[Data entries]
★ ★ ★ ★ ★ ★ ★

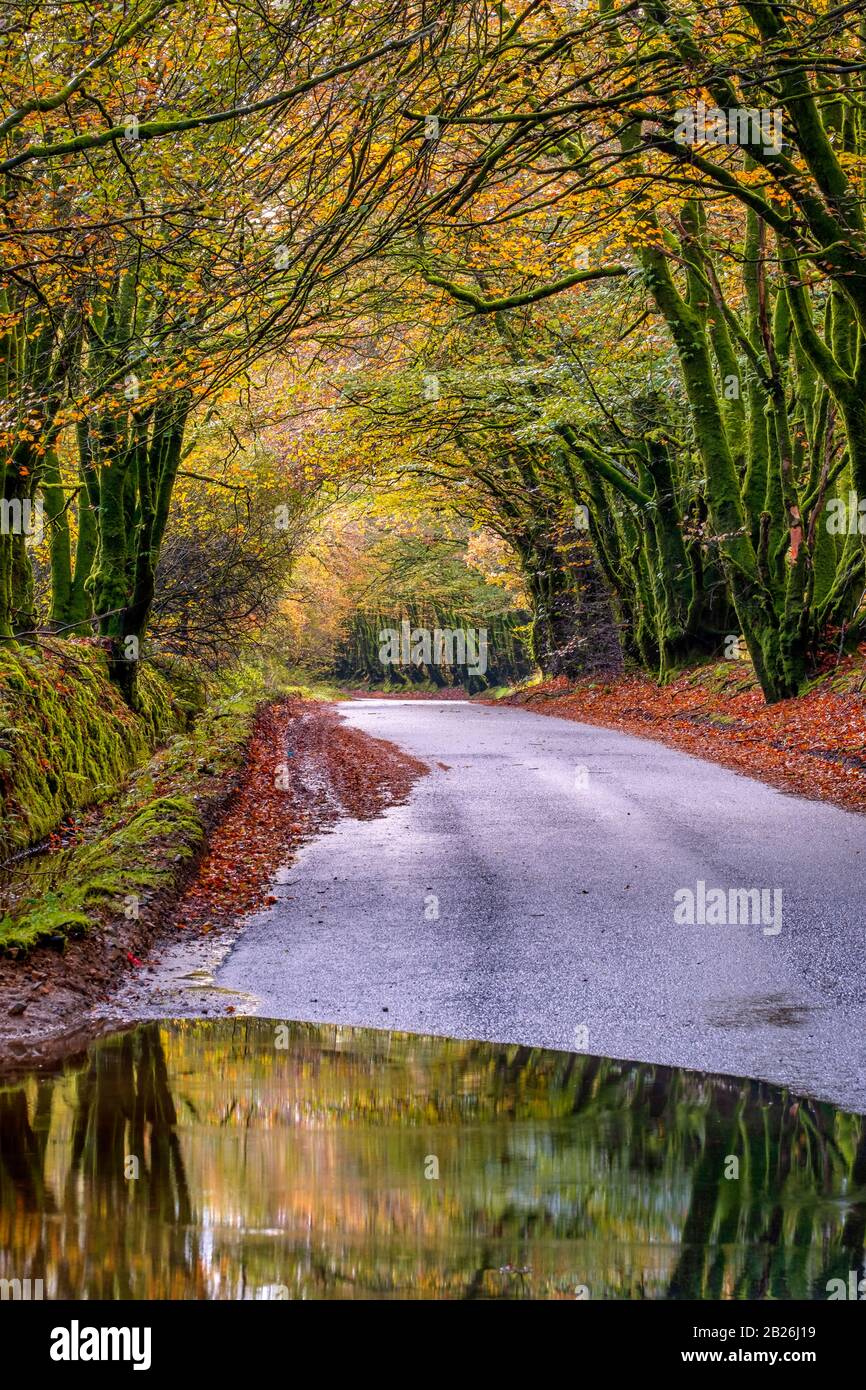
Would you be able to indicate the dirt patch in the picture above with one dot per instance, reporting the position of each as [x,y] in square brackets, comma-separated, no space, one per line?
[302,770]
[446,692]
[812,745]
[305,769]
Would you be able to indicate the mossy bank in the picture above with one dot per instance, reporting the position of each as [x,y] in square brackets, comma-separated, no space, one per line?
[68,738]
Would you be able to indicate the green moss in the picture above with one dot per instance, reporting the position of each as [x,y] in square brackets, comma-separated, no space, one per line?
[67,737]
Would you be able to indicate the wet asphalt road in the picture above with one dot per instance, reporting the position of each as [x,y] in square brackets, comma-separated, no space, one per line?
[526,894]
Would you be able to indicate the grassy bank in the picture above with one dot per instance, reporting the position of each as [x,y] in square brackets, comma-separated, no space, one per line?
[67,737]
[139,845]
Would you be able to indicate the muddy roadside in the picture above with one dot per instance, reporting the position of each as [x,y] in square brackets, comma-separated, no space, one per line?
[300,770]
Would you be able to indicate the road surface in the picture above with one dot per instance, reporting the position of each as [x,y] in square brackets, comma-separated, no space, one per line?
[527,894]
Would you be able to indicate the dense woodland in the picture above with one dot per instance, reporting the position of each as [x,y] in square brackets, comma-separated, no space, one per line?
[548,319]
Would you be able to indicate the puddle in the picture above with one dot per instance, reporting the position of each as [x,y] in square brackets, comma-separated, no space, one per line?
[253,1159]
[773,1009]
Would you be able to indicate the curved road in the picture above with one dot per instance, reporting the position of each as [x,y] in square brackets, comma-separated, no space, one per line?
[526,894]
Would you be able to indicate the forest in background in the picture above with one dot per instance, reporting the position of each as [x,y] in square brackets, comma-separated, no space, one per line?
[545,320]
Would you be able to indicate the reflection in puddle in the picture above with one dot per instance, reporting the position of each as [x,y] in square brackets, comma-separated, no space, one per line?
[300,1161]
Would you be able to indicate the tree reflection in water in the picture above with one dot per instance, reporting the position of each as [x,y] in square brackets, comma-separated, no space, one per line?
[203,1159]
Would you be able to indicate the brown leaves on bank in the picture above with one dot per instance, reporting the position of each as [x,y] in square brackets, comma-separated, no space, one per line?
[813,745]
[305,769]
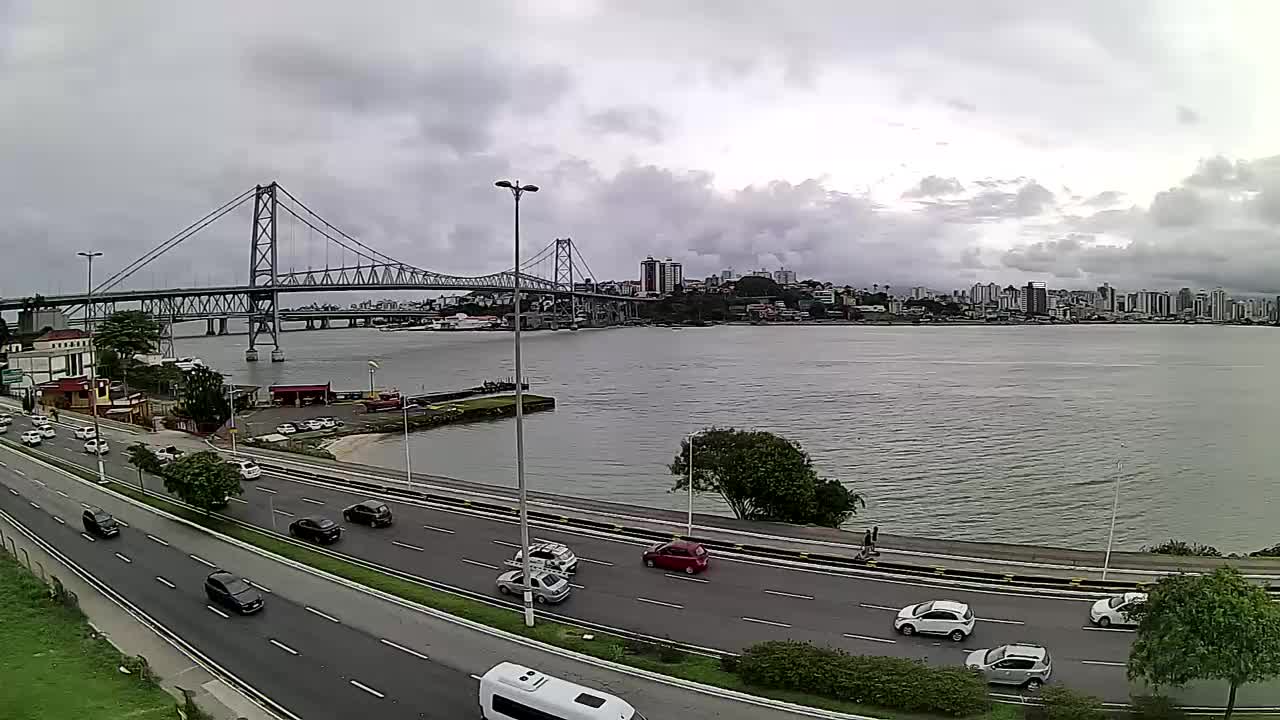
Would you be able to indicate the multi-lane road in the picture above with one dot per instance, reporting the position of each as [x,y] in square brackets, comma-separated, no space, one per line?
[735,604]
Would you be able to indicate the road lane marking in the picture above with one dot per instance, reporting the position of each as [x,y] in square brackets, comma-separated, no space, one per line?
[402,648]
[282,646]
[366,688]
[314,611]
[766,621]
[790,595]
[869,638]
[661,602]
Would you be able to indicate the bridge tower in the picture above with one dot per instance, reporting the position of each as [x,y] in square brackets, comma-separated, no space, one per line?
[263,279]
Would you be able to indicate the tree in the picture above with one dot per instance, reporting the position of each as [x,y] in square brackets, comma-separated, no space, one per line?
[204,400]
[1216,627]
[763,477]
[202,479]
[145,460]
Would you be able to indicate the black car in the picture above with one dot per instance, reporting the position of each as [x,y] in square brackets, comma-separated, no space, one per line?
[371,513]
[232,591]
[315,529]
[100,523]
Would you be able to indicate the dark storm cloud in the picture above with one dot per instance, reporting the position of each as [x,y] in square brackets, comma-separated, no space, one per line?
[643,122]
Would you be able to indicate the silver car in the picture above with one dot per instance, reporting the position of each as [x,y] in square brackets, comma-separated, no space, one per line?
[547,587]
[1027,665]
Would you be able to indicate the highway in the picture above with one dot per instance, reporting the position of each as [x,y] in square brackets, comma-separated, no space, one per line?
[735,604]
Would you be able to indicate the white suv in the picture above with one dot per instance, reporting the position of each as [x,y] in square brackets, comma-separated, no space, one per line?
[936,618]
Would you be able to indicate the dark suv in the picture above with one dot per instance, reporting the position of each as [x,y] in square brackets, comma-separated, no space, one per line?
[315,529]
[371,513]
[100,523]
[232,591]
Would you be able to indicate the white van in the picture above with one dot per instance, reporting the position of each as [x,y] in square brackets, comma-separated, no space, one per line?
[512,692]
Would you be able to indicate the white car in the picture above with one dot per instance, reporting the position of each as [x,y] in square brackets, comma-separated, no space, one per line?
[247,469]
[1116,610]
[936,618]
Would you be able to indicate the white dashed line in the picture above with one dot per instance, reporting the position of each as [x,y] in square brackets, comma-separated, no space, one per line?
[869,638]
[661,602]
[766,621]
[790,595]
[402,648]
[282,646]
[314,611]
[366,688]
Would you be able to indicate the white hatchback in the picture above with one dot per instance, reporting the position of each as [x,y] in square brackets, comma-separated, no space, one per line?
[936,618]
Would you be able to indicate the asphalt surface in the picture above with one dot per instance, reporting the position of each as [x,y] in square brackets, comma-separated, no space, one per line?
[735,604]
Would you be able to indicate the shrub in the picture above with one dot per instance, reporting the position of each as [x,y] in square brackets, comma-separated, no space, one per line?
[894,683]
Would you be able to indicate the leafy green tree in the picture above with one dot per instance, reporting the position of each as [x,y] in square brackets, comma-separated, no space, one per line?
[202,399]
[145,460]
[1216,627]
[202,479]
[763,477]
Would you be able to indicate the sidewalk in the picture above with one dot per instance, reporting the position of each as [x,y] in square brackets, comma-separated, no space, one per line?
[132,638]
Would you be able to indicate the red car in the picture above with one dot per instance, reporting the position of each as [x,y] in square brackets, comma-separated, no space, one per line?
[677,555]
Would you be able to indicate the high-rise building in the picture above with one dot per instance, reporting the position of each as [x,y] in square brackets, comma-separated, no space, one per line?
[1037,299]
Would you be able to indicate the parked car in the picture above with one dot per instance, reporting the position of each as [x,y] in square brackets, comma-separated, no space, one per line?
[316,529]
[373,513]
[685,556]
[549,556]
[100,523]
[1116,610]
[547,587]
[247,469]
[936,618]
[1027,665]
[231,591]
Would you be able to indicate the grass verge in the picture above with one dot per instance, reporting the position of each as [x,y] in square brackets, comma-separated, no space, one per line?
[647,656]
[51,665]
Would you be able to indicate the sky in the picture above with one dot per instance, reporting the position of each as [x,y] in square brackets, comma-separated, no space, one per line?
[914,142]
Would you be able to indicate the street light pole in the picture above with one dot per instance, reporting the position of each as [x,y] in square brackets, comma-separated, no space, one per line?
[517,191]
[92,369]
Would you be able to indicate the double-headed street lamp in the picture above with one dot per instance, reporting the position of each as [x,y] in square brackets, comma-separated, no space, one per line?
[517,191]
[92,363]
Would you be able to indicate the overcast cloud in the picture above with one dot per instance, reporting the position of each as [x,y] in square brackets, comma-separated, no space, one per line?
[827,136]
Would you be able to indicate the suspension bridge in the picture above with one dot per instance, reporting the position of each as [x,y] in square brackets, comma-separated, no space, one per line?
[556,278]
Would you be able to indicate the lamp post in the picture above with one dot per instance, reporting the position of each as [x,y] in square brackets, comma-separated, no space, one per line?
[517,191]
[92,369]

★ ★ ★ ★ ★ ★ ★

Write out each entry exactly as given, but skip the pictures.

Task result =>
Would you be able to indicate the dirt patch in the picture above with one dot per instance, reporting the position of each as [x,y] in square brackets, comma-separated, no space, one per line?
[302,770]
[446,692]
[812,745]
[305,769]
Would you be able to indicate the mossy bank in the picture above with one dot per instance, reporting the position of each as [x,y] in square brackets, comma-separated, no space, one per line?
[68,738]
Would you be able to indicate the green moss in the picture above with one dot per instance, reporting the position of each as [x,y] in square brackets, comma-separated, no space, one per line?
[67,737]
Would you be able to indicate the wet asphalt road in the picture above with one dot per instance, reporting the position of each as [x,y] in square brackets, comma-separated, no space, one per line?
[526,894]
Would you be able to indicate the grassy bank in the picture above with one dot per instance, reporting the position of each as [x,y] in square brackets, comma-separated, no space, one per line?
[67,737]
[139,845]
Would you be able to indicate the muddy roadside in the picture above with one dot per instance, reporting the position of each as [x,y] in square brackets, comma-separated, no space, one per line?
[300,770]
Would you be able to indicate the road surface in the picture above with one dot per instance, reporting the position of each as [x,y] in square brackets, comma-separated, no space, one per line?
[527,894]
Would you be able to indicate the dense woodland in the picture above with one dot per instance, reporting the position of each as [x,y] in square brackets, comma-separated, no space, one per line?
[548,319]
Would you be able to indicate the puddle in the picture above with one dot per instance, reporting the position of each as [x,y] in square brackets, comma-separated, no space, one per line?
[253,1159]
[773,1009]
Would you be able to indicate the curved road in the picture above with one dot per instance, reporting the position of each as [x,y] in square brackets, comma-separated, no space, one per line?
[526,894]
Would you be able to indicate the forest in background in the picture above with one dot per instance, reporting the position of each as [x,y] in square brackets, comma-separated, no space, one per line?
[545,320]
Would you be able to indicate the reflection in puddle in the picture above with one dot per instance, reporting the position of each as [x,y] in square brackets, comma-separated, no space, one per line?
[300,1161]
Would you be able to indicate the tree reflection in water in the picture above with one dot per instance, reporting the position of each as [x,y] in square brackets, comma-separated, no space, one per line?
[203,1159]
Would you be able to indicate the brown leaves on bank in the picture above with one dot per instance, reporting the position of each as [x,y] in square brackets, comma-separated, no space, one per line?
[813,745]
[305,769]
Would you be able to indicate the multi-lane road in the picture above with one dot per instance, reporting the position of each as [x,y] in square brackets, comma-separated, no space, one per line?
[735,604]
Would you be able to indicate the road lane marking in the picture above with one dot per instance, reporting the position of each as [x,y] in square brackets, comma-separated, no space, one per line?
[402,648]
[282,646]
[366,688]
[314,611]
[766,621]
[790,595]
[869,638]
[661,602]
Would you be able to indicate the bridge tower in the picture above with one dot per instance, reporting the position of each as [x,y] in square brackets, comma-separated, no space, one per line?
[263,279]
Would you be able to indicate the tree in the picture above with one dot per instance, reporting the position of each as [x,y] in square brackets, comma-separated, no space, one per line?
[204,400]
[1216,627]
[763,477]
[202,479]
[145,460]
Would you be able to indicate the black car in the picture above with one dot per instance, reporting the position of each as [x,y] in square brackets, comma-separated, no space, one per line?
[371,513]
[232,591]
[315,529]
[100,523]
Would you be able to indicate the dark storm cloud in the picture above with one dot per instance, reporting the position of each as [x,y] in square brackets, comma-separated, no space, one per line?
[643,122]
Would you be able to indicate the silver car in the picture above with one dot per instance, reporting the position of each as [x,y] in square brackets, comma-separated, no space, one per line?
[547,587]
[1027,665]
Would you be able to indicate the highway in the picture above with one dot per instance, reporting the position of each as [x,y] in square brackets, comma-separated, no space, one per line?
[735,604]
Would you be able to indicate the white suv in the picture above with one dot per instance, reporting the position of each as [x,y] in square brackets, comma-separated, no space, one per line?
[936,618]
Would you be able to indicate the dark suv in the picture above with one dot per instance, reporting the position of each as [x,y] in square brackets, comma-separated, no space, one per line?
[315,529]
[371,513]
[100,523]
[232,591]
Would you be able to indicate the white van in the picture above with one dot per instance, reporting the position of each as [x,y] in square brackets, comma-separated, no space, one per line?
[512,692]
Would you be able to indicate the white car in the picture above with one dot per instance, reporting the position of each as [x,y] in square brackets, comma-separated, no space, one per line?
[247,469]
[1116,610]
[936,618]
Would you be able to indicate the white dashed line in the picture above with one dot per instance, reporting the position of each as [x,y] in square brackets, comma-separated, no space, one per line?
[869,638]
[661,602]
[766,621]
[790,595]
[402,648]
[282,646]
[314,611]
[366,688]
Would you be able to indicate the white hatchback in the picture above with one dot per instance, reporting the position of each as [x,y] in square brackets, comma-separated, no space, one per line?
[936,618]
Would you be able to indicate the asphalt surface in the picture above with one dot per instance, reporting the position of each as [x,y] in square brackets, comma-separated, no space, one per line?
[735,604]
Would you be able to indicate the shrub in the picture above with one dot per instance, reporting the position of each as [x,y] in square brackets, comma-separated, no space, one per line?
[894,683]
Would you be able to indicate the leafy green tree in the picture above with one dot per instance, reporting the position of each as [x,y] in square brackets, comma-separated, no space, one per line?
[202,399]
[145,460]
[1216,627]
[202,479]
[763,477]
Would you be able to indicate the sidewalk in the picture above with one dot per instance, reporting the position of each as [x,y] in square brackets, comma-separated, no space, one per line?
[132,638]
Would you be able to indicate the red car in the picture above with one dot per instance, reporting the position of each as [x,y] in square brackets, comma-separated, no space, one per line?
[677,555]
Would you be able to indicate the high-rise building in the picture above with one dot per instance, reporting the position of each as [x,y] in square brackets, comma-separated, no space, one per line?
[1037,299]
Would you be able to indicate the parked car in the picture above with one dot per instance, reporting the position of each as [x,y] in square brackets, comma-separated, no space, one per line?
[316,529]
[373,513]
[685,556]
[549,556]
[100,523]
[1116,610]
[547,587]
[247,469]
[936,618]
[1027,665]
[231,591]
Would you be able to indicate the grass verge in the picture above with one dot per instance, reporting the position of each as [x,y] in square brackets, comma-separated, no space, one per line?
[647,656]
[51,665]
Would you be able to indicate the sky in the picture above with one dot per instance, reporting the position of each as [x,y] in square brackets, comma-separated, no space, one per line?
[914,142]
Would you be able to indicate the street light pole in the picture above with one dot per instance, reporting the position of each as [x,y] in square brackets, comma-separated, no space, one per line?
[517,191]
[92,369]
Would you be able to indicate the double-headed street lamp in the picture above with one dot per instance, reporting the position of each as [x,y] in square brackets, comma-separated, no space, one per line?
[517,191]
[92,363]
Would you be able to indicate the overcast cloud in the picture above with one dot per instance, reporting the position of each as [x,y] in square brackets, comma-separated, no space, one per line?
[827,136]
Would you be able to indicate the suspension bridge in the picture above with one dot per instance, reporting the position of each as [x,y] in square brackets, comma-separated, no space, one per line?
[556,278]
Would you be able to indicate the lamp post in the picture above with one dot per instance, reporting the position of each as [x,y] in square brackets, comma-separated, no space, one per line?
[517,191]
[92,369]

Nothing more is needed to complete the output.